WHAT YOU ARE ASKED TO DO =>
Extend the racing report from The Curragh below, starting right after its final sentence.

(TEXT SEGMENT Opens)

The Godolphin horse was still coasting along in front as they left the three-furlong pole behind them, as Alandi emerged from the pack to give chase under pressure from Michael Kinane and apparently facing an uphill battle. However, Peslier began to get a little lower in the saddle as the moved inside the final quarter-mile, and Schiaparelli wasn’t going any further clear. Quickly it became apparent that the gauge was nearing the red zone on the leader as Alandi was just getting going on his outside. By the time they reached the furlong pole, it was obvious that the Aga Khan’s colt had the leader cooked, but Roger Charlton’s filly Clowance, who hadn’t been seen in public since she finished fourth in last year’s Epsom Oaks, looked a big danger on the outside. But it would have taken a fair effort to get past Alandi at that stage, and the colt surged on to land the spoils by a half a length, with a tired Schiaparelli five lengths back in third.

John Oxx wasn’t at The Curragh, he was busy supervising Mourayan’s tilt at the English St Leger, but Michael Kinane was thankful that he had decided to go to The Curragh instead.

“It was a difficult decision,” he said. “But once the ground was fast at Doncaster, and once it was on the easy side here, I was always going to come here to ride Alandi. The fast pace that Schiaparelli set helped me. I was off the bridle most of the way. But all my fellow does is gallop. It’s great to win it, to win a Classic, it’s great for the Aga Khan, he puts so much into the game.”

“It was a masterful ride from Mick,” said Pat Downes, manager of the Aga Khan Stud Farms in Ireland. “He might go for the Prix du Cadran now on Arc de Triomphe weekend. We’ll see how he comes out of this race, but we’ll have a think about it. He will be a Cup horse next year.”

On a day that was as much about celebrating the life and achievements of the late and legendary Vincent O’Brien as it was about racing, the great trainer’s widow Jacqueline talked about the esteem in which Vincent had always held the Irish National Stakes, and about how good a stepping stone it was for a young horse to the following season’s Classics. It was fitting, then, that the inaugural running of the Ladbrokes-sponsored event as the Vincent O’Brien National Stakes should be won by a genuine Classic contender in Kingsfort.

(TEXT SEGMENT Closes)
(SUPPLIED MATERIAL Opens)

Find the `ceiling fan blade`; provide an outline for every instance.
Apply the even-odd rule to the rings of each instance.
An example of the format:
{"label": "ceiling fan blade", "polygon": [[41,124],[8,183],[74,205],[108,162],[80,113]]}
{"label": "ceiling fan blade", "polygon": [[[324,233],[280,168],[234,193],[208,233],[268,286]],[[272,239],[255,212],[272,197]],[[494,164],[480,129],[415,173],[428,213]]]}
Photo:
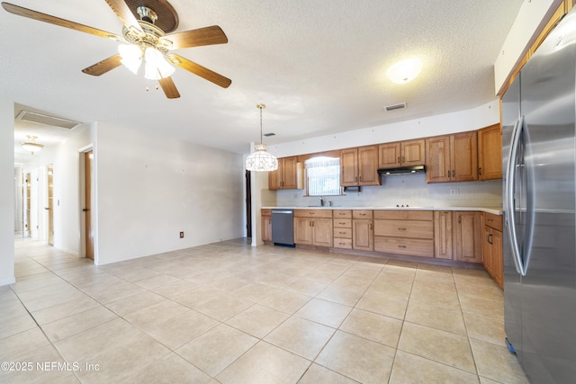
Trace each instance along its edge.
{"label": "ceiling fan blade", "polygon": [[182,69],[185,69],[186,71],[192,72],[194,75],[198,75],[200,77],[212,82],[216,85],[220,85],[222,88],[228,88],[232,83],[232,80],[229,79],[228,77],[224,77],[223,76],[217,74],[216,72],[210,70],[207,67],[201,66],[200,64],[190,61],[187,58],[183,58],[182,56],[172,53],[167,55],[167,57],[170,62],[175,66],[180,67]]}
{"label": "ceiling fan blade", "polygon": [[172,49],[202,45],[226,44],[228,42],[226,33],[218,25],[173,33],[162,40],[172,41]]}
{"label": "ceiling fan blade", "polygon": [[158,79],[158,83],[160,83],[160,86],[162,87],[162,91],[164,91],[166,97],[168,99],[177,99],[180,97],[180,93],[178,93],[172,77],[168,76]]}
{"label": "ceiling fan blade", "polygon": [[130,27],[133,27],[142,31],[142,27],[138,23],[138,20],[136,20],[132,11],[130,10],[124,0],[106,0],[106,3],[108,3],[108,5],[114,11],[116,16],[118,16],[126,28],[130,30]]}
{"label": "ceiling fan blade", "polygon": [[19,16],[28,17],[30,19],[58,25],[60,27],[69,28],[71,30],[80,31],[81,32],[90,33],[106,39],[113,39],[118,41],[124,41],[123,38],[114,33],[107,32],[97,28],[89,27],[87,25],[79,24],[77,22],[70,22],[69,20],[60,19],[59,17],[51,16],[50,14],[42,13],[37,11],[32,11],[32,9],[23,8],[22,6],[14,5],[10,3],[3,2],[2,6],[7,12],[17,14]]}
{"label": "ceiling fan blade", "polygon": [[112,56],[108,58],[104,58],[104,60],[94,64],[94,66],[90,66],[87,68],[82,69],[86,75],[92,75],[94,76],[99,76],[100,75],[104,75],[108,71],[114,69],[117,67],[120,67],[122,63],[122,57],[119,54]]}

(SUPPLIED MATERIAL Closes)

TASK ANSWER =>
This was just the second run of the Kevin Prendergast-trained colt’s life. He made quite an impression in his first, when he won a maiden over the same course and distance as yesterday’s race on Derby weekend, so much so that he was allowed go off at no better than 9/4 for yesterday’s Group 1 contest.

The Ballydoyle pair Air Chief Marshal and Beethoven took them along through the early stages, but Kingsfort moved up nicely on the outside under Declan McDonogh, hit the front inside the final furlong, and had enough in reserve to withstand the late lunge of the Jim Bolger-trained colt Chabal. It was a second Group 1 win for Prendergast and McDonogh in two weeks, coming hot on the heels of Termagant’s win in the Moyglare Stud Stakes over the same course and distance.

“Life has been good to me over the last few weeks,” said the trainer afterwards. “We wanted to give the horse a break after his maiden win, but he got a bit of a virus then, so he ended up giving himself a longer break than we had intended. This race has been the plan from a long way out, but ideally we would have got another run into him beforehand. He did it well though.”

Prendergast confirmed that Kingsfort would not run again this season.

“He is a long lanky colt,” he said, “who should be even better next season. The filly won’t run this season either. If we don’t run them again, it means that we can dream away all winter.”

In another victory for happenstance on Vincent O’Brien day, it was appropriate that the opening contest, the five-furlong handicap, should be won by Irish Heartbeat, trained by David Myerscough, one of Vincent’s 17 grandchildren.

The big wheel of life just keeps on turning.